Inaê Nascimento: Pela experiência anterior do Maresia, eu tinha muita confiança de que os Arcanos iriam se manifestar. Digo isso, porque no Maresia fizemos uma pesquisa densa que se transformou em cena de uma forma muito intuitiva, que só depois de pronto a gente conseguia ver o quanto da pesquisa tinha se manifestado nas cenas. Bem, 11 Arcanos se manifestaram, talvez se o processo tivesse se alongado mais seriam os 22. 

Holofote Virtual: É difícil dar texto, fazer acrobacias e encenar ao mesmo tempo? 

Inaê Nascimento: Muuuuuuuito! Pra mim é bastante difícil, principalmente porque não tenho base de teatro.

Fazer acrobacia é brincadeira, exige preparo físico, treinamento técnico, condicionamento, segurança, mas é "molecagem", mas fazer isso dando texto e encenando exige uma bagagem técnica e uma concentração que me falta. Às vezes fico perdidinha, exausta, dá vontade de dizer "Falô! vou voltar a ser só público" RS

Katherine Valente: O mais difícil, posso dizer, foi gravar a sequência de algumas cenas já concebidas, mas com um pouquinho de esforço e alguns roxos (risos), consegui fazer tudo! Arrisco dizer que esse espetáculo pode ser resumido a uma frase que é citada no início da apresentação: “Arrisque-se nesse caminho!”.

▶ DADOS COLETADOS:
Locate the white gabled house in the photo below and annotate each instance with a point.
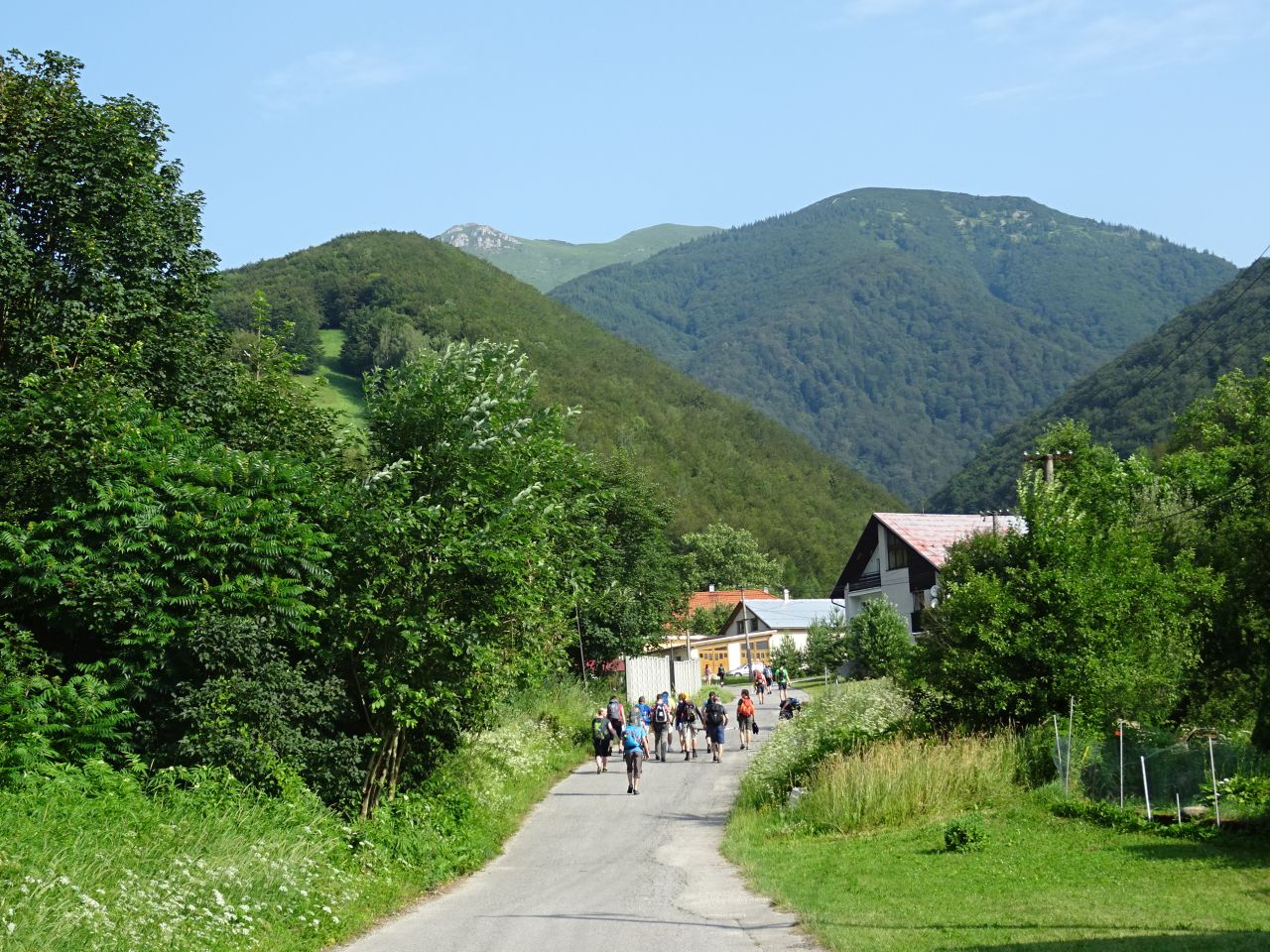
(756, 627)
(899, 556)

▶ TAREFAS PROPOSTAS:
1. Na entrevista sobre o espetáculo, quantos Arcanos se manifestaram, segundo Inaê Nascimento?
2. Retome a entrevista sobre o espetáculo e continue o texto a partir do ponto em que ela termina.

▶ RESPOSTAS DO EXERCÍCIO:
1. Onze Arcanos se manifestaram.

2.
Marina Trindade: É um desafio fazer um espetáculo que tem teatro, circo, dança, acrobacia. Isso nos traz um lugar de desconforto que a gente sempre buscou. No próprio Maresia, a gente enxergava que, de repente, um número de tecido não ia trazer tudo que a gente queria, e então partimos pra pesquisa. Fomos pro mangue fazer improvisação e se pendurou por lá, enfim...

O Trunfo vem dessa forma, traz mais circo, mas estamos buscando a teatralidade dentro disso. Daí o desafio é como transpor isso, sem deixar as coisas delimitadas? Como que eu posso transpor essa plástica bem delineada do circo pra uma expressividade cênica. Então a nossa busca é aperfeiçoar a técnica circense pra transpor isso pra outra expressividade. Esse é um dos nossos grandes desafios, encontrar este lugar de misturar as coisas. O que nos interessa é a transversalidade.

Holofote Virtual: Katherine, você também faz ou fez cinema! Como é isso?

Katherine Valente: Então... Eu ingressei em 2012 na turma de Cinema e Audiovisual da UFPA, mas sai do curso! Acho que ficar atrás de câmeras e computadores durante horas não é muito do meu gosto! Prefiro ser atuante na cena mesmo!

Holofote Virtual: Inaê, como assim da Oceanografia para o teatro?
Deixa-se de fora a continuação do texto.